• _Excerpt_:

# Dog catching hens



## tlr (Feb 20, 2008)

What can I do to discourage my lab from catching hens? She caught 3 on Christmas day and I hate yo see a henkilled. When she brings them back they a alive but injured and surely die.


----------



## get the net (Oct 28, 2004)

Was also out on christmas day and the dog got three hens. 1 that could be released and two that ended up left in the cattails. frustrating day for me and the brother in law. Stiff wind, south at about 20 to 25 mph. Thought we would be able to sneak up on the birds. I swear they had scouts watching for us. We tried to do everything right, no talking, no corrections on the dog, closest we got to a rooster was about 60 yards. two times I felt like it was going to happen, then a hen busted and the rest of them followed suit. Last spot we hit was just a little patch of cattails and willows in the middle of a crp field. Sent the BIL off to the right circling in and me and Duey cut in from the left. If there was one there was 75 and all we could do was sit there and count roosters, made for a pretty sight. Went home empty handed but still a great time. Snow was deep but thats another story.


----------



## oKr4zYo (Dec 22, 2008)

My dogs did the same thing on the day after Christmas. Got 2 hens that were basically dead when they finally bring them to me. It's nice when they catch roosters though :wink:


----------



## Sparky477 (May 4, 2004)

Region annotation entries:
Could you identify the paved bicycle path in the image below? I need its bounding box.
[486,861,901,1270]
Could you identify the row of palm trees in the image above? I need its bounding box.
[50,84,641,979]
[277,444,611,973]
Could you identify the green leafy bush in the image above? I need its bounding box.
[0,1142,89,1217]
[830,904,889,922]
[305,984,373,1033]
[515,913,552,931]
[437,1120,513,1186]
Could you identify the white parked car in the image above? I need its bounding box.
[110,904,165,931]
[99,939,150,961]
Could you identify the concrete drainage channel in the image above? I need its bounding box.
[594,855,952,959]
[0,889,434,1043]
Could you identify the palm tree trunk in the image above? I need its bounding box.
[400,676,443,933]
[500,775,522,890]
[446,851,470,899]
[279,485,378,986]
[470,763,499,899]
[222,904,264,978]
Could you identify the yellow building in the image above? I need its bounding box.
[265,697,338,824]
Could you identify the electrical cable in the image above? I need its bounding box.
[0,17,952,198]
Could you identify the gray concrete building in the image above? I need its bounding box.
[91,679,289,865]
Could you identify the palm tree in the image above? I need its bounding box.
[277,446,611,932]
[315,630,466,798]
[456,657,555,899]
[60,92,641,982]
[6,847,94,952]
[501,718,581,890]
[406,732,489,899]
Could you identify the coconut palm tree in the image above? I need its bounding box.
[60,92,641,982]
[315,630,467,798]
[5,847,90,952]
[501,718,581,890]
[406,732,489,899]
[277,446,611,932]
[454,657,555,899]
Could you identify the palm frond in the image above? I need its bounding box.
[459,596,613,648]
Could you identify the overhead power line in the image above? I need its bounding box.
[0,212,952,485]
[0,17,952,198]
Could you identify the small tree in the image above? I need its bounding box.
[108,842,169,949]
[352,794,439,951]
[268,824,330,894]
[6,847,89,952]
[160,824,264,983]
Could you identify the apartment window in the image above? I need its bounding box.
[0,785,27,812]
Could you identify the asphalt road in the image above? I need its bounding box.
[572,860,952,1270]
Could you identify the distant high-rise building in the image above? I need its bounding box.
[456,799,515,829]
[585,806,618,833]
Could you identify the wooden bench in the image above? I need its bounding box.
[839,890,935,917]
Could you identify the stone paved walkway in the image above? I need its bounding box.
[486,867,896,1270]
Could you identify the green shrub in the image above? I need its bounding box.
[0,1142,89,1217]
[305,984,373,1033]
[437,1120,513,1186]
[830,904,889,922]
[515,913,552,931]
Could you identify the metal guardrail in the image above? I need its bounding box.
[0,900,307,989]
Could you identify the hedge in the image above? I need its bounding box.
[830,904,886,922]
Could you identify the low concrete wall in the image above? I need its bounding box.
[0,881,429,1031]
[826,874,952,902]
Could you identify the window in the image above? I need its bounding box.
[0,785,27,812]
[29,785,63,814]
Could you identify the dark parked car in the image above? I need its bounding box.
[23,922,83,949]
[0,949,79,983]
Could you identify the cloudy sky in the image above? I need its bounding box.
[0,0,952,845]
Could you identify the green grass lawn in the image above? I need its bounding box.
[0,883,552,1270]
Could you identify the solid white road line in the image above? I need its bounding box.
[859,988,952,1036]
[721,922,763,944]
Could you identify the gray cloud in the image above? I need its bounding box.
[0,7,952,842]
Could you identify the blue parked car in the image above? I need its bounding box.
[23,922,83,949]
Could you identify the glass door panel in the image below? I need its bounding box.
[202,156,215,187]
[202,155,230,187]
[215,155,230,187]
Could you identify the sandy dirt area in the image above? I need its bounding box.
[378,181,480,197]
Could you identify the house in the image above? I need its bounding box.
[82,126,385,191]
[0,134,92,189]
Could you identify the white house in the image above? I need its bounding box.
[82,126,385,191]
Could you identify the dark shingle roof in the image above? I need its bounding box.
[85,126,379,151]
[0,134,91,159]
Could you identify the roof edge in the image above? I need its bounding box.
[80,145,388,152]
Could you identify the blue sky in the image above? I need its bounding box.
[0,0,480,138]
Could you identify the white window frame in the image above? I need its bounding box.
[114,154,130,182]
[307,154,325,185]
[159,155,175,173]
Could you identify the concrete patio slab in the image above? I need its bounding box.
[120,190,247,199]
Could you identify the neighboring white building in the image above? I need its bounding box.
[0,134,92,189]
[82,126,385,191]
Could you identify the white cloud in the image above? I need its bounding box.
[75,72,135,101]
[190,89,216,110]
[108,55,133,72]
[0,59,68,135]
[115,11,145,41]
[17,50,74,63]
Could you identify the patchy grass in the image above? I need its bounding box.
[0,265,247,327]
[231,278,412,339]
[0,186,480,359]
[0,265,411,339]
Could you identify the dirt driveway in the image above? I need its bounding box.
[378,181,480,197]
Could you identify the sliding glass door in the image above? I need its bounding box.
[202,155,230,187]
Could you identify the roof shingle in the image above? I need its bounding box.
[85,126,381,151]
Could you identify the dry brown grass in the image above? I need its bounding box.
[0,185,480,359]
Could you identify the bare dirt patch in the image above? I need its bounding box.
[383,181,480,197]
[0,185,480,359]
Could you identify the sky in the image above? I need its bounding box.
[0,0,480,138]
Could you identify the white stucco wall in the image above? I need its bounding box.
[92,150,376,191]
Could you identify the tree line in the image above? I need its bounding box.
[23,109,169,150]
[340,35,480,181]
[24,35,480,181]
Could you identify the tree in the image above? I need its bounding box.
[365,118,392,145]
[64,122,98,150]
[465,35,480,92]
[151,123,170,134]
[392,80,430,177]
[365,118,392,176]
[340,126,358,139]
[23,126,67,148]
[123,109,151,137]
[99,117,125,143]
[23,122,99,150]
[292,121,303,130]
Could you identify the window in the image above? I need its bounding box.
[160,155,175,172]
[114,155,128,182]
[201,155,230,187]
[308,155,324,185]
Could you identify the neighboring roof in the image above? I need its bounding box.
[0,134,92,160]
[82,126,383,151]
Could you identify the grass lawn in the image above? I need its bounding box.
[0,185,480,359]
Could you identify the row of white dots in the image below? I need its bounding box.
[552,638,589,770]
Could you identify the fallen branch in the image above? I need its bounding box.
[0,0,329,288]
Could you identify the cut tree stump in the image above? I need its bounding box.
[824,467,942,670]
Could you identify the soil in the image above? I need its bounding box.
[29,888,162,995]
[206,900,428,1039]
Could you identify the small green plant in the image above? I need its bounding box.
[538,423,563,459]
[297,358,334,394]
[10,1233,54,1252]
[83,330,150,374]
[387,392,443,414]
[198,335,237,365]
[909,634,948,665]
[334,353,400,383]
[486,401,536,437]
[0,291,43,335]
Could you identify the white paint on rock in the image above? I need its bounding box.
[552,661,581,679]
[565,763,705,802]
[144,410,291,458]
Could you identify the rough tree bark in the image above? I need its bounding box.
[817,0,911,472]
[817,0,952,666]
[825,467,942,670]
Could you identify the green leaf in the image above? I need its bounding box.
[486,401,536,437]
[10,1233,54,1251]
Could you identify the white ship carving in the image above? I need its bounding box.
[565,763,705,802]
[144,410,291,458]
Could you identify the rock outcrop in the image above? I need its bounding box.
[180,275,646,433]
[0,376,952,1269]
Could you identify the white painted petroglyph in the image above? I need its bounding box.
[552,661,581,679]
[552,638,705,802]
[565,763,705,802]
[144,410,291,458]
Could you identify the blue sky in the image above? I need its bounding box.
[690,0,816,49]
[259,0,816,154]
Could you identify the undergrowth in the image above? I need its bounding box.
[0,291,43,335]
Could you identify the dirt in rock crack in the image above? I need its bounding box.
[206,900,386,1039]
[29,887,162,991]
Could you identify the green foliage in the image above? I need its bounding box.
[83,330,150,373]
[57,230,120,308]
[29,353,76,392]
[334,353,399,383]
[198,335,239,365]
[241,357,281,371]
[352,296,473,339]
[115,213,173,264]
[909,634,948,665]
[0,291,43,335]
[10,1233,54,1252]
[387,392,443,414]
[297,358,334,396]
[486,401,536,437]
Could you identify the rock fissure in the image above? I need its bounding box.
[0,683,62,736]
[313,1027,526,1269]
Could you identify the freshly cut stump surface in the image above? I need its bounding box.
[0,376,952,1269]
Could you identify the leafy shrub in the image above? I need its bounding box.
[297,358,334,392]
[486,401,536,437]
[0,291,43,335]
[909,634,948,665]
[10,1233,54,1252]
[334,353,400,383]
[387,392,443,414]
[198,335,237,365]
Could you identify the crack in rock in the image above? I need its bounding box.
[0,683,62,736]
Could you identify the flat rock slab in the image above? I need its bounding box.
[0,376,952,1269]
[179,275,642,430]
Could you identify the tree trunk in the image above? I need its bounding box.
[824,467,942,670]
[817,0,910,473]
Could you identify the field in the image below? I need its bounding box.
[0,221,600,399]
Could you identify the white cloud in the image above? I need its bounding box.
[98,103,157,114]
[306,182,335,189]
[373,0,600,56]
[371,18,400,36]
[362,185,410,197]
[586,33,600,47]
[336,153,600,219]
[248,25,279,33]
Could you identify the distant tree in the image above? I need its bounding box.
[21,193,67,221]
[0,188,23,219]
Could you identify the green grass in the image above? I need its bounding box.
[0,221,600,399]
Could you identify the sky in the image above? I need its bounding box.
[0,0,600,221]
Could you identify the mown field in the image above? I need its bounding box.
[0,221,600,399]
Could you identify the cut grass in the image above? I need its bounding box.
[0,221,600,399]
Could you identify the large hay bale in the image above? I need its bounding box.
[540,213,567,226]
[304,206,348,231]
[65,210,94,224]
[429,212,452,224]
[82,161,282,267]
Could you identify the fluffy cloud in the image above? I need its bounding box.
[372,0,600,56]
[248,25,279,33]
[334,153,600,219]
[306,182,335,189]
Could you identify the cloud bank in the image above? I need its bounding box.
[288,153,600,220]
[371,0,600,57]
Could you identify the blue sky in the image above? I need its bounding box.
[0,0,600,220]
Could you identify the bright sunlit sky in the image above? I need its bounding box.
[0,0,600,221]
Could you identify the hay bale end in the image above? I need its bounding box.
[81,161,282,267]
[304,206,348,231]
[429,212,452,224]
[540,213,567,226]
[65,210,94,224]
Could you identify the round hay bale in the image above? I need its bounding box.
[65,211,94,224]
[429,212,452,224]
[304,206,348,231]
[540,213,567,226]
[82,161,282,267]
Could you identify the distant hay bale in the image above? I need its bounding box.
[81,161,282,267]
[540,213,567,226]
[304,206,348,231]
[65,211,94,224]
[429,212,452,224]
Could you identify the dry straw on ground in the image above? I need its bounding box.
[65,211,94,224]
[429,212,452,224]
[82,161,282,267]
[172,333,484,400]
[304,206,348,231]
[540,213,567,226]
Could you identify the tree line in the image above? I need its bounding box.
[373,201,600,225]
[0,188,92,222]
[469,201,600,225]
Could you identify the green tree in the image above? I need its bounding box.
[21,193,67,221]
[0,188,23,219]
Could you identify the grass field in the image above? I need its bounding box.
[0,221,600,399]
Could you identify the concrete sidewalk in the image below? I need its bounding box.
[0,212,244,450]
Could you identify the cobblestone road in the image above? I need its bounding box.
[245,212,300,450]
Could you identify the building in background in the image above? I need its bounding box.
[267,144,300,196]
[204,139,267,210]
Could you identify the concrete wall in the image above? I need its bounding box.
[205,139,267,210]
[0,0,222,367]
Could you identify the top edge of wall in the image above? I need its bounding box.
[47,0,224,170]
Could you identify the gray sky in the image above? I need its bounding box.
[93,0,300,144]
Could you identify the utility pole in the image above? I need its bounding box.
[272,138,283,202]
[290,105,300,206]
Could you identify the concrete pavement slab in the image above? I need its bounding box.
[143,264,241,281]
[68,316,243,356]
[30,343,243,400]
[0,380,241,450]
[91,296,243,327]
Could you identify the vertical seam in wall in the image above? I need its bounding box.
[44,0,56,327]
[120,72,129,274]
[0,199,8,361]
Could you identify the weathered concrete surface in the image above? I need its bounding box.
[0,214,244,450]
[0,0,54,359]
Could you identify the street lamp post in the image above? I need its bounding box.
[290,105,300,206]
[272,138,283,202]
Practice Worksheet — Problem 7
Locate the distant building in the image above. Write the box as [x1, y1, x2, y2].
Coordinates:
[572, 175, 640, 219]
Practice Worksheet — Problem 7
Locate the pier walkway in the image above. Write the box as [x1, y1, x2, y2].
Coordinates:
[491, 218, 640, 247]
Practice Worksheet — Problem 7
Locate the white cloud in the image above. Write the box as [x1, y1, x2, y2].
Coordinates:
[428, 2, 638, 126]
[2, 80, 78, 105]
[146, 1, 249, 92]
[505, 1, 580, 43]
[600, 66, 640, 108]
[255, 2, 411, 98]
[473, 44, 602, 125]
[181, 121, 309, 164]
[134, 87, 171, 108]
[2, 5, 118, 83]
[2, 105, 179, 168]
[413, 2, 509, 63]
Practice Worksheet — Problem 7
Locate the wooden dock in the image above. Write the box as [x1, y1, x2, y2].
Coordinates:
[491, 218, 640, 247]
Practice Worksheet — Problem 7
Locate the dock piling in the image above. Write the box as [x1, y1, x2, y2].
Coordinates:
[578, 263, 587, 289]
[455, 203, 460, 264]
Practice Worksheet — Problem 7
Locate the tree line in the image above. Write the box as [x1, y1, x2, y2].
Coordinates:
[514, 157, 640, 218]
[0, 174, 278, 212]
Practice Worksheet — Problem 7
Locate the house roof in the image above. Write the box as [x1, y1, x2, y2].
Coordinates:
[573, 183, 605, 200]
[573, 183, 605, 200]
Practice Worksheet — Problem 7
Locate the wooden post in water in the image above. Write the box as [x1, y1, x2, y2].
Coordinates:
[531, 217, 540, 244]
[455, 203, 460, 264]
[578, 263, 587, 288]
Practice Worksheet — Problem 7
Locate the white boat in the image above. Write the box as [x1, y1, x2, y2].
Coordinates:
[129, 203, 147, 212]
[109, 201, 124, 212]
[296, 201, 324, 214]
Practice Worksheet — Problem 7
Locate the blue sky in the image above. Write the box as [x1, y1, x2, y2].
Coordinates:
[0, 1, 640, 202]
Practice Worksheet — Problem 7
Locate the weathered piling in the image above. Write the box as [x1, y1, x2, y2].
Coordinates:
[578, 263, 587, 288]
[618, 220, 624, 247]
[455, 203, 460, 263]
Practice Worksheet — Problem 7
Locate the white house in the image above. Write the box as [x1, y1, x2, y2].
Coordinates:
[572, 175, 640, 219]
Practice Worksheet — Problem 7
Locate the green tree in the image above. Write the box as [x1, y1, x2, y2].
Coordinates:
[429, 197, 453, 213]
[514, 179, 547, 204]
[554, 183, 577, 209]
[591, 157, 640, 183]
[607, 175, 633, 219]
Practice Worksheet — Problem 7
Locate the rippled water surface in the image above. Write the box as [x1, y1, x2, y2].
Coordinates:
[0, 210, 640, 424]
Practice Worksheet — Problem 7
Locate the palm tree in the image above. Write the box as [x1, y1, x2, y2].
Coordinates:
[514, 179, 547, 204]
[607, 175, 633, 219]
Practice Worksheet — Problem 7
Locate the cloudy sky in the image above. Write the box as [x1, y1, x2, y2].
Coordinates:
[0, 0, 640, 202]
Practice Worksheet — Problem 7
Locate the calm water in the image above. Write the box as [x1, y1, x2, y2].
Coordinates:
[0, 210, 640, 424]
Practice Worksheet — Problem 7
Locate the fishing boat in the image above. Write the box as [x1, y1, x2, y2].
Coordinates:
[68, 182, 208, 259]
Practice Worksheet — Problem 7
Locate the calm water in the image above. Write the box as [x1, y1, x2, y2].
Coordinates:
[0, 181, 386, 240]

• _Prompt 1_: From the hunting-dog thread, return the stretch from "What can I do" through "(Oct 28, 2004)".
• _Prompt 2_:
Answer these questions using the hunting-dog thread:
(a) How many hens did tlr's lab catch on Christmas day?
(b) What wind does the post by get the net describe?
(c) On what day did oKr4zYo's dogs catch hens?
• _Prompt 3_: List every username that appears as a heading in the hunting-dog thread.

• _Worked solution 1_:
What can I do to discourage my lab from catching hens? She caught 3 on Christmas day and I hate yo see a henkilled. When she brings them back they a alive but injured and surely die.


----------



## get the net (Oct 28, 2004)

• _Worked solution 2_:
(a) 3
(b) A stiff wind from the south at about 20 to 25 mph
(c) The day after Christmas

• _Worked solution 3_:
tlr
get the net
oKr4zYo
Sparky477